[Stored dataset items]
# # # # # # #
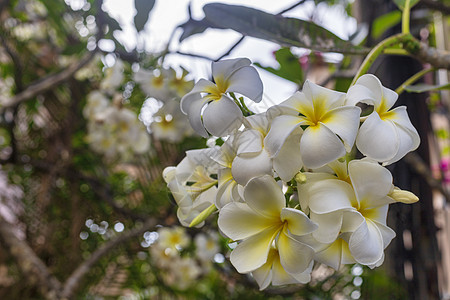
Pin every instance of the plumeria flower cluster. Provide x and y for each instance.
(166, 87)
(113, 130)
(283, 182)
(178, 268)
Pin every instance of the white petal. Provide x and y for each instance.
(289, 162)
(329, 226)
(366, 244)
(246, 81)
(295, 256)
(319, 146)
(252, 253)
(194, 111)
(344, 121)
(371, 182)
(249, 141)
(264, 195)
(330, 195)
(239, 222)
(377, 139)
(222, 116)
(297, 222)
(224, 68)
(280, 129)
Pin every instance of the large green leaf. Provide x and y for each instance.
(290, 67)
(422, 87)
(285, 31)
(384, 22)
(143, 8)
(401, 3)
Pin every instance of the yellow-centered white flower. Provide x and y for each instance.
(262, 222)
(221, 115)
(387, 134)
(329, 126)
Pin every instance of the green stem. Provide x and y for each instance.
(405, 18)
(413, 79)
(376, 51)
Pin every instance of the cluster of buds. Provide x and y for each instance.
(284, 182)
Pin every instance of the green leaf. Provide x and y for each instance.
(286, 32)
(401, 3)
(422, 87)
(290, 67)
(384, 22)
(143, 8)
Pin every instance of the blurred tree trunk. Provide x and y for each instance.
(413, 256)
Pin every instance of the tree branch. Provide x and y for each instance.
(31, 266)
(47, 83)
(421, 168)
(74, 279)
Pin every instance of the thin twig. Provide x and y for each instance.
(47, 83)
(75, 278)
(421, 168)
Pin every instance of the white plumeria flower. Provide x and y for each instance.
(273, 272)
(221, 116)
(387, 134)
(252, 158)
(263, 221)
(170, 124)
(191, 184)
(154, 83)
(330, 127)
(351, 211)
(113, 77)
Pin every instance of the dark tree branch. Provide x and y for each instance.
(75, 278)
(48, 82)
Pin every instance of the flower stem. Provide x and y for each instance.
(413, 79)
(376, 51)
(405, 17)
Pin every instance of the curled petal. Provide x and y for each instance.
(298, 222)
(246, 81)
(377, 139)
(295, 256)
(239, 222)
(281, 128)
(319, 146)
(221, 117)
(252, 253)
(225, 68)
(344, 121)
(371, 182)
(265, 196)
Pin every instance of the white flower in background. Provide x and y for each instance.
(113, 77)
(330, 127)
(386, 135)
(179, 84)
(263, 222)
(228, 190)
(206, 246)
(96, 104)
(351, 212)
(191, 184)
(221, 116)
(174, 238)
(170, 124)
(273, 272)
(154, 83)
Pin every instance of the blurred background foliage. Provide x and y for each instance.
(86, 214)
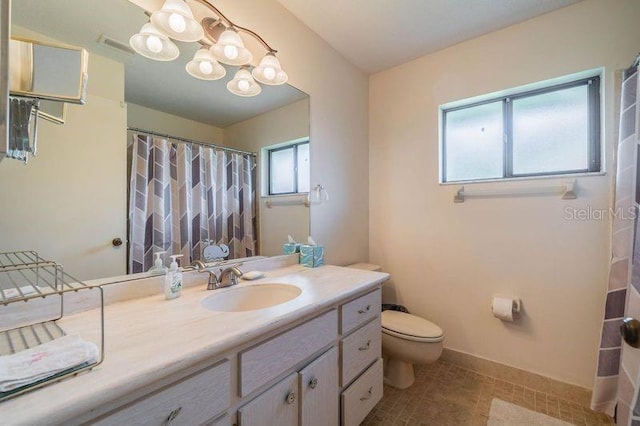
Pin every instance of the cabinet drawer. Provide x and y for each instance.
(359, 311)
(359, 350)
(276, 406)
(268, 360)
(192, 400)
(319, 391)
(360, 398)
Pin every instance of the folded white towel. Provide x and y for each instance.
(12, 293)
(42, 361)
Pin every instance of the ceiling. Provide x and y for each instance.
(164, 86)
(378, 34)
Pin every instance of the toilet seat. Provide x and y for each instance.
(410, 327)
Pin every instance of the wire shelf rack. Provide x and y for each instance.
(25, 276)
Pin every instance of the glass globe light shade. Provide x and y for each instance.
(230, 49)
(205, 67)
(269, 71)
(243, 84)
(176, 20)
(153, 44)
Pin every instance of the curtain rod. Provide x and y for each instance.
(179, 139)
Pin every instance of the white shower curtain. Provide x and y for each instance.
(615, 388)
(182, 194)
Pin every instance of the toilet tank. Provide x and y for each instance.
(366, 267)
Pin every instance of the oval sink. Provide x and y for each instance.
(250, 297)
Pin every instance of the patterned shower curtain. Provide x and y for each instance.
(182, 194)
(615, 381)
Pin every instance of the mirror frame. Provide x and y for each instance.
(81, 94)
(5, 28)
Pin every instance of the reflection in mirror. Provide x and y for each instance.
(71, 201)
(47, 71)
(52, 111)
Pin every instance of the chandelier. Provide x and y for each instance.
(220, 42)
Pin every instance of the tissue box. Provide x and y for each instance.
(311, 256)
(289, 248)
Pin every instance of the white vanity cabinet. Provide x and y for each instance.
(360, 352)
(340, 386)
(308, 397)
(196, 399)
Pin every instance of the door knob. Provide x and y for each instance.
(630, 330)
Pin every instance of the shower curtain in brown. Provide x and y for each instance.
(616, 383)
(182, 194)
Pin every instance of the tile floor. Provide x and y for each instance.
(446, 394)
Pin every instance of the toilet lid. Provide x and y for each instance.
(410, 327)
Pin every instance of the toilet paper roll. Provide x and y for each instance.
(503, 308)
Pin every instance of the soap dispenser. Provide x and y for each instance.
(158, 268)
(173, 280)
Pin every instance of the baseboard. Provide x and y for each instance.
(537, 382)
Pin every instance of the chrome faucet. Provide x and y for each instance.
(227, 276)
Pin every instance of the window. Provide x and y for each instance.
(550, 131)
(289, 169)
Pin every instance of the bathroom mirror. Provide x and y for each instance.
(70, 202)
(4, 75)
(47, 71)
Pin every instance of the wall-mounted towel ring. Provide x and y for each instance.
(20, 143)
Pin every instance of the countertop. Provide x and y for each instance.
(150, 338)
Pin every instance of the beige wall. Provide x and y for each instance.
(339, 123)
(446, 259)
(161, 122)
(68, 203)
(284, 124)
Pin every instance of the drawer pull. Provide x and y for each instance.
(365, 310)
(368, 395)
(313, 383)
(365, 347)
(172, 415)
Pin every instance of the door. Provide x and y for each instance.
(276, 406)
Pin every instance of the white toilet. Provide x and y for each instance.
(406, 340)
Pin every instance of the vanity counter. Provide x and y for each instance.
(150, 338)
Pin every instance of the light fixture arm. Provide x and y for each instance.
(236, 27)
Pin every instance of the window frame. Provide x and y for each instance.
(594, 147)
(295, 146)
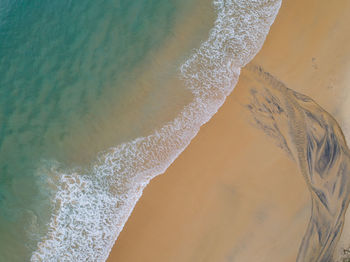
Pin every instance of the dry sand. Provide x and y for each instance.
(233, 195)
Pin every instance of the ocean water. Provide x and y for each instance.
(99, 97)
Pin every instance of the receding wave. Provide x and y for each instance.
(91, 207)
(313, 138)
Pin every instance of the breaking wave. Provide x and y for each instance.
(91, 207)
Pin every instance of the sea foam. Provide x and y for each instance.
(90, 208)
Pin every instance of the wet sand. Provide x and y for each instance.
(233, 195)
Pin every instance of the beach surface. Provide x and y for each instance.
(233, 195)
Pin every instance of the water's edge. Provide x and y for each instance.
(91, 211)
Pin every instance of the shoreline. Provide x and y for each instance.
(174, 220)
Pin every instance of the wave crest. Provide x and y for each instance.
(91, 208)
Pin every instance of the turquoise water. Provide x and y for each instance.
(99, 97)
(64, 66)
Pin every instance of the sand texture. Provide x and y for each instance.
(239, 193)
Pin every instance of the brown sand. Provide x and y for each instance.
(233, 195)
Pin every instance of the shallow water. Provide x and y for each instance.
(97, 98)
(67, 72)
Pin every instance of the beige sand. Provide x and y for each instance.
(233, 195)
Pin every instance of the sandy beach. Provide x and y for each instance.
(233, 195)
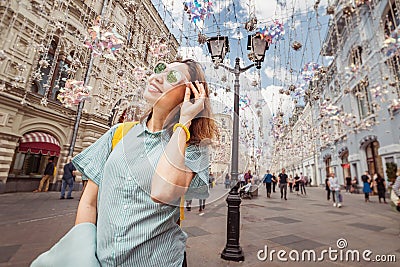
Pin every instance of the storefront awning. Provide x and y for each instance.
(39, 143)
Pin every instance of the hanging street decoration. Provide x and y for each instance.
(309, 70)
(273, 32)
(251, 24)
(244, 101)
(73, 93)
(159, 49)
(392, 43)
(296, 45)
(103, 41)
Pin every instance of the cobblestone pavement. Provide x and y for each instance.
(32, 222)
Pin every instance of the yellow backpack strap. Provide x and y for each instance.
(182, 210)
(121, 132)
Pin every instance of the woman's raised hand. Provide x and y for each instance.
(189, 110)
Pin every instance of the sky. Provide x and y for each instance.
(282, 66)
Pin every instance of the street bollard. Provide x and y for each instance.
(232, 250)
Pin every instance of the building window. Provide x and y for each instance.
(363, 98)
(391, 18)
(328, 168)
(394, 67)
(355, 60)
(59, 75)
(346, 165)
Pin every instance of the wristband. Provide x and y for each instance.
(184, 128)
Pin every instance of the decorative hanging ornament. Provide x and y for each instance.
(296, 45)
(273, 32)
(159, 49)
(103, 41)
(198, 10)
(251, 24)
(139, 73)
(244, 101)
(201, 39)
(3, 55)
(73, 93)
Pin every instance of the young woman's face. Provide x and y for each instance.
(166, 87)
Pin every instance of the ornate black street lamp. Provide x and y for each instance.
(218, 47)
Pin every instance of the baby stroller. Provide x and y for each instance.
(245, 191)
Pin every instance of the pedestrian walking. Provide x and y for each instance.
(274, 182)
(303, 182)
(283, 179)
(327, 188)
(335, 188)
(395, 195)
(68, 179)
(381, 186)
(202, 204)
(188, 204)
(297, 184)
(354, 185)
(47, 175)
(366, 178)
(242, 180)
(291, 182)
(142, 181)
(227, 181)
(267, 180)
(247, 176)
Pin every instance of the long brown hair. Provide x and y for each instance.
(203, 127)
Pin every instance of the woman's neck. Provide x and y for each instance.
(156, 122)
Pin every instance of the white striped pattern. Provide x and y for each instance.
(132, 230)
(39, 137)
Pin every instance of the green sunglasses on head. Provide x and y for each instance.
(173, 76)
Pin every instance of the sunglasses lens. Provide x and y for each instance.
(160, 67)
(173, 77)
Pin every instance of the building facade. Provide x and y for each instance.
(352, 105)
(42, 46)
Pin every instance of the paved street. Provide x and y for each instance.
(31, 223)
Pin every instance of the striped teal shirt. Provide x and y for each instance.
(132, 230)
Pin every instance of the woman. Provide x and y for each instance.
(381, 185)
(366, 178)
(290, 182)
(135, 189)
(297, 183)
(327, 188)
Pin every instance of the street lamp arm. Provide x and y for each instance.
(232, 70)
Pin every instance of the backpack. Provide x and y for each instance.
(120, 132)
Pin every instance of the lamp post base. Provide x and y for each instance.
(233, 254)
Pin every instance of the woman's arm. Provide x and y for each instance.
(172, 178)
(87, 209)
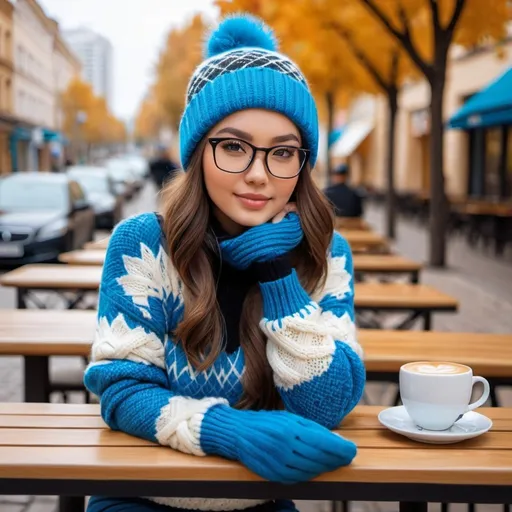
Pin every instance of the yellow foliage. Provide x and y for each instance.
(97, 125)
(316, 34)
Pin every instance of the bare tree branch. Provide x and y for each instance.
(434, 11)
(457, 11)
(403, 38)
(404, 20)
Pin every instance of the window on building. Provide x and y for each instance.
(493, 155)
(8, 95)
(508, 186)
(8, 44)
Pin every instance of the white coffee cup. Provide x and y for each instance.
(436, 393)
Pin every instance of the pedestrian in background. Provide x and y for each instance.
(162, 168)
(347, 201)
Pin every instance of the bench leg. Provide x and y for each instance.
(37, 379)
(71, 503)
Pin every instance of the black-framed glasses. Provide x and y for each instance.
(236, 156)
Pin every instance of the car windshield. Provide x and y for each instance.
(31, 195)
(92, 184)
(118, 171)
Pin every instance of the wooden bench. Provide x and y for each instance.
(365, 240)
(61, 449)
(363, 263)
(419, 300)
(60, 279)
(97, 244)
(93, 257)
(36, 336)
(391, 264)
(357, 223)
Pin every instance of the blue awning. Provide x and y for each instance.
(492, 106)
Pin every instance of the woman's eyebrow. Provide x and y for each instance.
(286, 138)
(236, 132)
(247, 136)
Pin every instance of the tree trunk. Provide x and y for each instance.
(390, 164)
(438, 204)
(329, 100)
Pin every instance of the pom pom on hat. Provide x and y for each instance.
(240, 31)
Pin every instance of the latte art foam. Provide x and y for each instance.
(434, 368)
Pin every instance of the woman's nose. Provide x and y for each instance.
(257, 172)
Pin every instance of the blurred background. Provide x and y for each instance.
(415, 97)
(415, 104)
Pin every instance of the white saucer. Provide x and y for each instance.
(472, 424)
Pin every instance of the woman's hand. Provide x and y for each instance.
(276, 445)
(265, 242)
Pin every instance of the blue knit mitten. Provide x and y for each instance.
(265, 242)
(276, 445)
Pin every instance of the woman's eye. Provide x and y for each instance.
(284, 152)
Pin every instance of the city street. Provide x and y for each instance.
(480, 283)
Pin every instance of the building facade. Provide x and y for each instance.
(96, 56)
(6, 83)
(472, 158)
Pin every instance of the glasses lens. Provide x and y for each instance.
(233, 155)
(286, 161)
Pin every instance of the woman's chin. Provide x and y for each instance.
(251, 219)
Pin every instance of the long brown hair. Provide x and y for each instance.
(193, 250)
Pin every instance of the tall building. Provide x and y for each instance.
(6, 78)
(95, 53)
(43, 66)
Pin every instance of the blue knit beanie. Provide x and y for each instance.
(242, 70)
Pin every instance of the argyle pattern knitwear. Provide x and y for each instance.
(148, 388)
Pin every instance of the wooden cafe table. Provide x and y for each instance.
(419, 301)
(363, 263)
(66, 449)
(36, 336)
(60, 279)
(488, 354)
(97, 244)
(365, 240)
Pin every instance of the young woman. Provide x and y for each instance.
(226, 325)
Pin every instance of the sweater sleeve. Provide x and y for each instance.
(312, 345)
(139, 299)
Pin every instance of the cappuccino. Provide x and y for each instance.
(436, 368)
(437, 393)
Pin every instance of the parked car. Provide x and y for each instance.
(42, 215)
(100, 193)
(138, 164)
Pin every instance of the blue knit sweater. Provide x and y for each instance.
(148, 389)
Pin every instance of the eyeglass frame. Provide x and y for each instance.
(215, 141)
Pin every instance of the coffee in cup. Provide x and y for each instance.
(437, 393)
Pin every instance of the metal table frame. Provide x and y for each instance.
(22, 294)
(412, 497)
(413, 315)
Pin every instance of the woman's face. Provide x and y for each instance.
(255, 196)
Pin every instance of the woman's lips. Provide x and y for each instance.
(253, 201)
# # # # # # #
* _PROBLEM_: Lines from the one containing "Pin every instance of the eyeglass" through the last line of the records, both included, are the only ones to print, each exactly as it is.

* _ANSWER BOX_:
Pin every instance of the eyeglass frame. Provide x and y for each instance.
(215, 141)
Pin every instance of the coffee in cup. Provide x and y for each instance.
(437, 393)
Pin every instance of the metal table frame. Provide x and y for each instance.
(22, 294)
(412, 497)
(413, 315)
Pin every instance of the woman's face. Provide x and y for each instance.
(255, 196)
Pin every instance of the woman's lips. Provide x and y for each instance.
(253, 201)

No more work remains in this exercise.